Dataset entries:
____________

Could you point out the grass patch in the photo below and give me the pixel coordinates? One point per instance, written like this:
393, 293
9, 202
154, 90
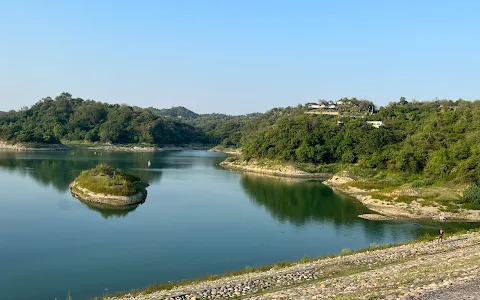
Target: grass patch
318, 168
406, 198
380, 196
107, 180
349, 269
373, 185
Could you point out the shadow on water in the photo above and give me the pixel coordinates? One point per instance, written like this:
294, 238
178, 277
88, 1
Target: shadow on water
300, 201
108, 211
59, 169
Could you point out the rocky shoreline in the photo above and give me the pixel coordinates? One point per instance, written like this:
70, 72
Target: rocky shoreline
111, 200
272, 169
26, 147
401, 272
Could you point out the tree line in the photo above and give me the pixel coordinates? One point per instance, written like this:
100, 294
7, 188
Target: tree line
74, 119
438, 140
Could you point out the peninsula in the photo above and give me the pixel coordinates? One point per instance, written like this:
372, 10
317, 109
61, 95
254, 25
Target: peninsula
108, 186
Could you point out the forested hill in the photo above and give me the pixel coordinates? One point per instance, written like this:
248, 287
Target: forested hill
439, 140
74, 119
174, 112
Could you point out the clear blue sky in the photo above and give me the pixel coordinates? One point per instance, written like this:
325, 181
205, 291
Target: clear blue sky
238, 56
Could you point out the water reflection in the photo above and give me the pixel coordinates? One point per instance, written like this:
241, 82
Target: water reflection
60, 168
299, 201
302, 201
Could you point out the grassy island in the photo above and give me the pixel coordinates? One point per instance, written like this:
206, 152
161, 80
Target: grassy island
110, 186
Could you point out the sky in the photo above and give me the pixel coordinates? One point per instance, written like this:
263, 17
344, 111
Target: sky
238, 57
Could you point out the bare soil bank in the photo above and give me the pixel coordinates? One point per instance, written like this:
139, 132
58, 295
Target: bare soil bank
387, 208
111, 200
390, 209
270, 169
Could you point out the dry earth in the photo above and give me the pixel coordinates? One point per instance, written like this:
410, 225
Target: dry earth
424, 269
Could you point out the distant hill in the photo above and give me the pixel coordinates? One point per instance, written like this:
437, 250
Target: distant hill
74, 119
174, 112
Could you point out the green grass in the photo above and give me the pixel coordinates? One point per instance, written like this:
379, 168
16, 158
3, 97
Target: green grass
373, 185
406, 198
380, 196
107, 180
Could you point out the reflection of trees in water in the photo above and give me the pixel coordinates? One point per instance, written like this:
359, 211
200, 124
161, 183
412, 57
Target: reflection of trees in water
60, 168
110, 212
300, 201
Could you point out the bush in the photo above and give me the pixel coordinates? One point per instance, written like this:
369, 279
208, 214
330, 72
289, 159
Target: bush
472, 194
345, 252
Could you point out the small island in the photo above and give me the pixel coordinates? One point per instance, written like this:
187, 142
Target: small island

____________

TASK: Make a word-for-word copy of the entries, without any pictures.

THE COMPLETED TASK:
Could you point out the grass patch in the photo below and give me the pixel coordinates? One point per instance, written like this:
393, 293
9, 202
154, 90
Target: grass patch
318, 168
406, 198
380, 196
107, 180
349, 269
373, 185
Could you point out the shadow on water in the photo above and give me the pixel coordinates? One point per instance, written like this:
294, 238
178, 277
88, 1
Target: shadow on water
300, 201
108, 211
59, 169
Could you point out the rocky shoreline in the photo above and give me the pixel coordinates? One point per instance, written like this:
70, 72
Target: rocky shoreline
111, 200
272, 169
26, 147
401, 272
Could you point out the tree line in the photo above and give me the pixel coordinates? One point per instance, written like this:
100, 294
7, 188
Target: tree line
74, 119
438, 140
Could you point out the peninsula in the photo above and give me the pixel coordinates? One point per instance, written like this:
372, 10
317, 109
61, 95
254, 25
Target: peninsula
108, 186
Could you point out the forested hill in the photo above and give me the pixel coordinates? One point per instance, written like this:
248, 287
Target: forested hill
439, 140
74, 119
174, 112
Could you point out the clear blue sky in the photo above and give me the pixel coordinates? One point per instance, written like this:
325, 181
205, 291
Target: clear blue sky
238, 56
Could you point out the water reflection in the photo above and give me the pixel coordinates? One point per instance, written like this:
241, 82
Target: water reflection
60, 168
299, 201
302, 201
Could you point out the grassy island in the photo above and give me the pixel coordinates? One point per instance, written like this:
206, 152
161, 80
Target: grassy island
110, 186
Could you point out the sky in the photo above and give me the pixel coordinates? One point per instance, written like this:
263, 17
344, 111
Target: sky
238, 57
Could you point out the bare soil bank in the photo above and give me the pixel coordinates? One point per instance, written like this:
139, 132
58, 295
Target: bare soil bank
387, 208
111, 200
390, 209
270, 169
Could you point out the dry earth in the photo above and give me the pixel coordinates? One point per instance, written like this:
410, 225
Target: dry earth
424, 269
Could you point out the distant hill in the photo above and give me the pixel coordinates? One point per instance, written like this:
437, 250
Target: distant hill
74, 119
174, 112
Could you point out the green grass in the photo above and give me the pixel coordinates? One point per instance, written like this:
379, 168
16, 158
3, 97
Target: green grass
373, 185
406, 198
380, 196
107, 180
Could you point out the reflection of trees in water in the photo above and give me the pixel coordinates? One point per instance, written like this:
359, 211
200, 124
161, 183
412, 57
Target: reflection of trees in water
60, 168
110, 212
300, 201
Could you point out the bush in the photo above and give me the pixel coordinates? One point per instance, written like this:
369, 279
208, 214
330, 72
289, 159
Target: bush
472, 194
345, 252
Could you point out the small island in the photo above and give me the pixel coordinates? One point per instance, written like this:
187, 142
Target: small island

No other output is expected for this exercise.